## [Consigne 1]
Mettez à jour un extrait du texte sur les enfants sauvages : recopiez-le en commençant par "La figure de l’enfant sauvage interroge" et en allant jusqu'à "de Huron autochtone.", et remplacez "savants" par "médecins".
## [Consigne 2]
D'après le texte sur les enfants sauvages, quel cas a marqué un nouveau tournant dans l'approche psychopédagogique et psychiatrique de ces enfants ?

## [Texte support]
* * *

Les enfants sauvages, surgis des marges de l’humanité, sont l’objet d’une inépuisable fascination. Ils réactivent les mythes de héros et de dieux nourris par des bêtes, mais aussi du monstre. La nomenclature de Linné, désignant ces figures inclassables comme « homines feri », tente d’en faire le chaînon manquant entre le singe et l’homme.
La figure de l’enfant sauvage interroge en effet les limites biologiques, éthiques, religieuses, de l’humain, notamment l’acquisition du langage. Des Lumières au romantisme, des cas réels de jeunes ensauvagés (Peter, Marie-Angélique, Victor, Kaspar Hauser…) ont passionné savants, philosophes et écrivains, qui ont cherché en eux la réponse aux grandes questions de leur temps sur l’homme naturel, la limite entre humain et animal, entre nature et culture, et sur la possibilité d’une éducation sans langage. Que le jeune sauvage soit issu d’une forêt (isolement naturel) ou d’un cachot (isolement artificiel), sa survie solitaire et son mutisme viennent remettre en cause les fondements même de la société. Beaucoup voient en lui une figure critique, une sorte de Huron autochtone.
Au cours du 19ème s., on est passé d’un questionnement anthropologique à une approche psychopédagogique et psychiatrique de ces enfants. Leurs troubles cognitifs n’apparaissent plus comme le résultat d’une improbable survie isolée, mais comme un handicap sensoriel ou mental (surdité, surdicécité, autisme). Le cas de Genie (1970), a constitué un nouveau tournant dans cette approche.Tragique par la double violence qu’elle exerce et qu’elle subit, la figure de l’enfant sauvage n’a cessé, jusqu’à présent, de nourrir l’imaginaire. Elle a irrigué un important courant de fictions pour la jeunesse, où l’ensauvagement prend la forme idéalisée de la robinsonnade ou de l’éducation animale (Le Livre de la Jungle, Tarzan). Les années 1960-80 ont renouvelé les représentations de la figure de l’ensauvagé et en ont proposé de nouveaux modèles, notamment avec les films de Truffaut sur Victor de l’Aveyron (1970) et de Herzog sur Kaspar Hauser (1974).
Mathilde Lévêque (23 novembre 2015). Enfants sauvages: représentations et savoirs. Le magasin des enfants.

* * *

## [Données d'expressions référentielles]
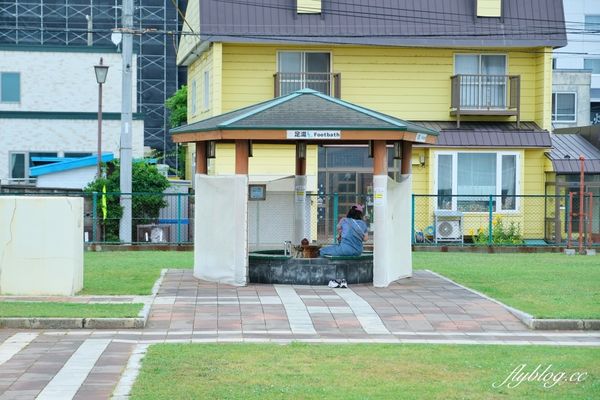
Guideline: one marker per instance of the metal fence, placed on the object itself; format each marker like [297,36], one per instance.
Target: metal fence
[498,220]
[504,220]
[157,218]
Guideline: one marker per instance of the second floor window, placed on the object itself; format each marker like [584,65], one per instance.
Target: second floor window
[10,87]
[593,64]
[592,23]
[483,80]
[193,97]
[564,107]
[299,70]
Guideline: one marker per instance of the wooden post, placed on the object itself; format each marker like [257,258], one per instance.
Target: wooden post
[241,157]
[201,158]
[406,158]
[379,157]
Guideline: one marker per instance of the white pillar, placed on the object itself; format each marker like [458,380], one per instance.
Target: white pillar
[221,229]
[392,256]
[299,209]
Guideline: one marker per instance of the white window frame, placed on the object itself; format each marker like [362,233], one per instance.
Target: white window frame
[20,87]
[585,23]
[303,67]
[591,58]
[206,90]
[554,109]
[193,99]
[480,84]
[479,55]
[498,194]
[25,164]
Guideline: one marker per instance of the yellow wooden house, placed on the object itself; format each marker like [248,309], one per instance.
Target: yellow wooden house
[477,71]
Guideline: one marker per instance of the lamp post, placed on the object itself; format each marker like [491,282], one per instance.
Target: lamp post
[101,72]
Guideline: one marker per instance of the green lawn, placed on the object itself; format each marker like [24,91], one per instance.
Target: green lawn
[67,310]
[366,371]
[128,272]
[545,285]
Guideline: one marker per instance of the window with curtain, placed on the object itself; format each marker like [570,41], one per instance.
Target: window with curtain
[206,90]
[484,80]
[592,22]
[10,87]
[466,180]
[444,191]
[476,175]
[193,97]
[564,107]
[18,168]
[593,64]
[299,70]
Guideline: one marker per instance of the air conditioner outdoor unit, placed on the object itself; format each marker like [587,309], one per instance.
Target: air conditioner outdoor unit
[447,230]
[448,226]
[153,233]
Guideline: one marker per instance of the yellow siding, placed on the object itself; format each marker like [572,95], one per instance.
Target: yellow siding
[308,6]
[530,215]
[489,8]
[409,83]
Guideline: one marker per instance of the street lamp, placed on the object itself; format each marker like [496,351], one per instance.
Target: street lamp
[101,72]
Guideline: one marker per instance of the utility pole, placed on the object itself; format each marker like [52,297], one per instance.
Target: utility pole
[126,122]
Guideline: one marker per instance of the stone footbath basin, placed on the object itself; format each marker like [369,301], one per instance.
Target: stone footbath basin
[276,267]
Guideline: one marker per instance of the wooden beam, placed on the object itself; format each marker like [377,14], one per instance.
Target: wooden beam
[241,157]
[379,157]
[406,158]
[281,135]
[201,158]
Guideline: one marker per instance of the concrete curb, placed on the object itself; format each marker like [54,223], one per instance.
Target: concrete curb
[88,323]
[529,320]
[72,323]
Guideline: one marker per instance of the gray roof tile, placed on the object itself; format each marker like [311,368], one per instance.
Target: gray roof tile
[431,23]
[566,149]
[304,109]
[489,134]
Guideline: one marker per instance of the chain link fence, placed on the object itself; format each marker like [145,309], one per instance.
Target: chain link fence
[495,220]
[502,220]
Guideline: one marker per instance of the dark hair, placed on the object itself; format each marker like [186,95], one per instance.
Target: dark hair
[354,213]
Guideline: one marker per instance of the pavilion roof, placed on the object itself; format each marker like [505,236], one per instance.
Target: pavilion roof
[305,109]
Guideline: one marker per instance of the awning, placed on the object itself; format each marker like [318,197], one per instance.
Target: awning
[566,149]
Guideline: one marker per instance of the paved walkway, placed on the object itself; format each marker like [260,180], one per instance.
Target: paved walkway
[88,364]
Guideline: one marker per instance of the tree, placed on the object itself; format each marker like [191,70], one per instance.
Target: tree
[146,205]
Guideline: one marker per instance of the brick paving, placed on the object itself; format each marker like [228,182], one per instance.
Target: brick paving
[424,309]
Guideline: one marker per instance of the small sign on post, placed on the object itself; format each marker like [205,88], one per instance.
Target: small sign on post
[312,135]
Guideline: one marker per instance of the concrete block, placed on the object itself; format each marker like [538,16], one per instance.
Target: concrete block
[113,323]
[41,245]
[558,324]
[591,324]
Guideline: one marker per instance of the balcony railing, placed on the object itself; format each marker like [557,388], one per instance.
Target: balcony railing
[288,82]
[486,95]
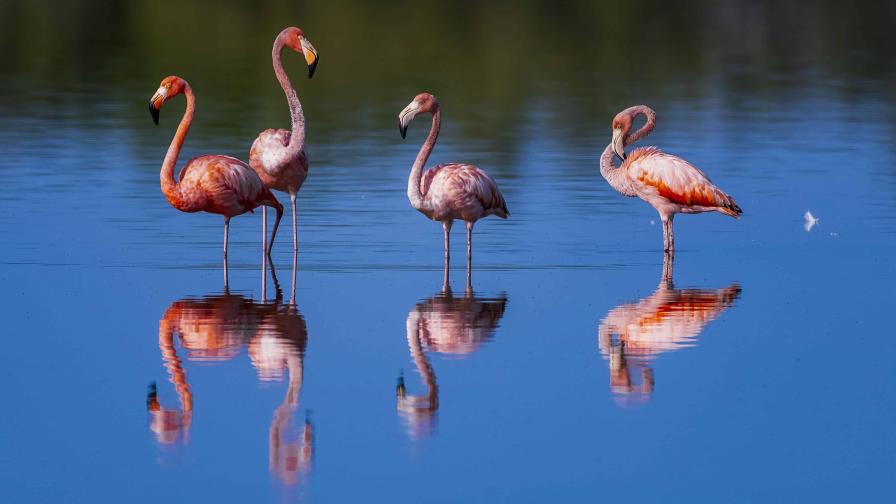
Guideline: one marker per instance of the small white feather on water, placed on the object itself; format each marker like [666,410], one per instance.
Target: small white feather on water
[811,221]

* * *

## [Réponse 1]
La figure de l’enfant sauvage interroge en effet les limites biologiques, éthiques, religieuses, de l’humain, notamment l’acquisition du langage. Des Lumières au romantisme, des cas réels de jeunes ensauvagés (Peter, Marie-Angélique, Victor, Kaspar Hauser…) ont passionné médecins, philosophes et écrivains, qui ont cherché en eux la réponse aux grandes questions de leur temps sur l’homme naturel, la limite entre humain et animal, entre nature et culture, et sur la possibilité d’une éducation sans langage. Que le jeune sauvage soit issu d’une forêt (isolement naturel) ou d’un cachot (isolement artificiel), sa survie solitaire et son mutisme viennent remettre en cause les fondements même de la société. Beaucoup voient en lui une figure critique, une sorte de Huron autochtone.

## [Réponse 2]
Le cas de Genie, en 1970.